Quoted passage:
*** Block opens ***

Mappings sourced from Australia Post's public postcode boundary publication and cross-checked against ABS ASGS Edition 3 (2021) state-of-residence assignments. Coverage 99%+ of currently-active AU postcodes. ACT carves out of NSW with three separate ranges.

For exact suburb-level precision (which side of an ACT/NSW boundary a specific delivery address falls), use ABS ASGS sub-state codes — planned for aus-identity v0.2.

---

## Why this exists

The AU public-data MCP stack (abs-mcp, rba-mcp, ato-mcp, apra-mcp, aihw-mcp, asic-mcp, aemo-mcp, au-weather-mcp, wgea-mcp) lets an LLM agent talk to any single Australian government data source. But each agency uses its own identifier conventions:

- ABS uses ASGS region codes (`1GSYD` for Greater Sydney, `101011001` for an SA1)
- ATO uses 4-digit postcodes
- APRA uses ABNs
- ASIC uses licence numbers
- AEMO uses NEM region codes (`NSW1`, `QLD1`)
- au-weather uses location keys and lat/long
- RBA uses F-table IDs and series codes
- WGEA uses ABNs + reporting-year labels

To use any two of these together — "what's the median household income vs unemployment rate in postcode 2000?" — something has to translate between identifier systems. **aus-identity is that something.** v0.1 starts with the most-used crosswalk (postcode ↔ state); v0.2+ extends to ASGS / ABN / ANZSIC / ANZSCO.

---

## Roadmap

- **v0.1.0** (current) — postcode + state crosswalks
- **v0.2** — ASGS 2021 sub-state crosswalk (SA1 ↔ SA2 ↔ SA3 ↔ SA4 ↔ GCCSA ↔ state)

*** Block closes ***

Tasks and exercises:
A - What share of currently-active AU postcodes does the aus-identity README excerpt say its mappings cover?
B - In the aus-identity README excerpt, rewrite the stretch from "Mappings sourced from" through "three separate ranges." with "three" changed to "multiple".
C - Continue the aus-identity README after its last line.

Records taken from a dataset
*** Block opens ***

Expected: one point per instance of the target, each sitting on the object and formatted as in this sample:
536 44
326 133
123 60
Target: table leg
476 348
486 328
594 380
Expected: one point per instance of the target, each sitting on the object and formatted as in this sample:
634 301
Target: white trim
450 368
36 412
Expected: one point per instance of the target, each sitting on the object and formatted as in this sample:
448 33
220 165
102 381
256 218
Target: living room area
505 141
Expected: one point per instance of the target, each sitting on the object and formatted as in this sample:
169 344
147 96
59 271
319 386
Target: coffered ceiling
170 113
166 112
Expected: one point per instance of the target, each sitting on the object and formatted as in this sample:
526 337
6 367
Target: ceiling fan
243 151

*** Block closes ***
*** Block opens ***

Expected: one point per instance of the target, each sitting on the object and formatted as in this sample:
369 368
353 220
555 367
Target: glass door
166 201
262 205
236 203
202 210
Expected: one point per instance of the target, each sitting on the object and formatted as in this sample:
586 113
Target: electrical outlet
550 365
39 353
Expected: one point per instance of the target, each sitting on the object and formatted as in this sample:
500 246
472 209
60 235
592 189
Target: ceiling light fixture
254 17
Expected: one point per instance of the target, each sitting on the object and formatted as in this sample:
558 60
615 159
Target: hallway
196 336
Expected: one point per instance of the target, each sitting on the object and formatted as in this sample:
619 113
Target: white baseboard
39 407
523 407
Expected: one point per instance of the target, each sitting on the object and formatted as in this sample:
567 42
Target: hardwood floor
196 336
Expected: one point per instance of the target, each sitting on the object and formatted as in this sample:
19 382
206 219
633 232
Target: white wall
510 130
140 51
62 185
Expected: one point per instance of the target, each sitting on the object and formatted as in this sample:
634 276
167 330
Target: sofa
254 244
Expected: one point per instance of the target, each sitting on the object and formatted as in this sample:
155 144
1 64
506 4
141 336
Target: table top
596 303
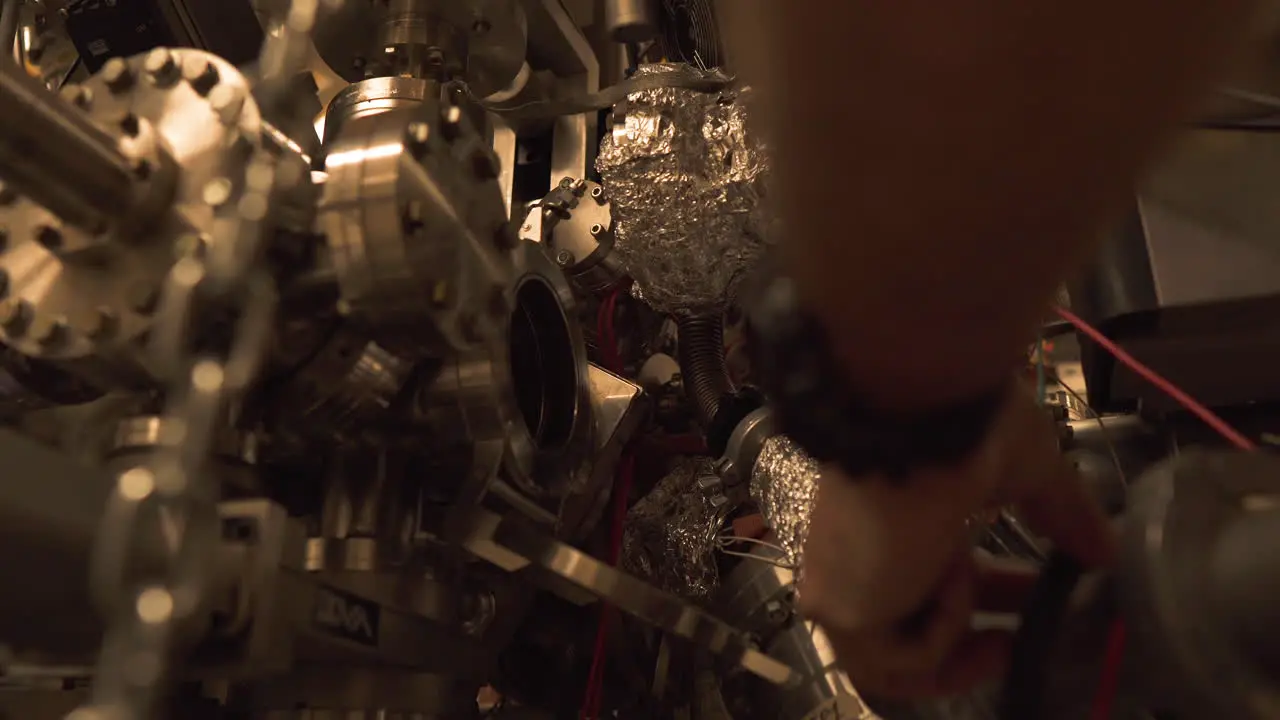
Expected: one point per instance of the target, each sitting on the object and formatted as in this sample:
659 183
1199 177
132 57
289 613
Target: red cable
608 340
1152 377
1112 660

*** Block closes ***

Results of the tasks:
A - 99%+ of currently-active AU postcodes.

B -
Mappings sourced from Australia Post's public postcode boundary publication and cross-checked against ABS ASGS Edition 3 (2021) state-of-residence assignments. Coverage 99%+ of currently-active AU postcodes. ACT carves out of NSW with multiple separate ranges.

C -
- **v0.3** — ABN ↔ ACN ↔ ACNC charity-ID crosswalk
- **v0.4** — ANZSIC industry codes + ANZSCO occupation codes

---

## Used by

- [abs-mcp](https://pypi.org/project/abs-mcp/) — region filters on every curated dataflow
- [rba-mcp](https://pypi.org/project/rba-mcp/) — region context
- [ato-mcp](https://pypi.org/project/ato-mcp/) — state + postcode filters
- [apra-mcp](https://pypi.org/project/apra-mcp/) — state_territory filter on INSURANCE_GENERAL
- [aihw-mcp](https://pypi.org/project/aihw-mcp/) — state filter on HEALTH_EXPENDITURE, PUBLIC_HOSPITALS, YOUTH_JUSTICE_DETENTION
- [asic-mcp](https://pypi.org/project/asic-mcp/) — state filter on every register
- [aemo-mcp](https://pypi.org/project/aemo-mcp/) — region context (AEMO uses NSW1/QLD1/SA1/TAS1/VIC1; the trailing `1` is part of the canonical AEMO region code)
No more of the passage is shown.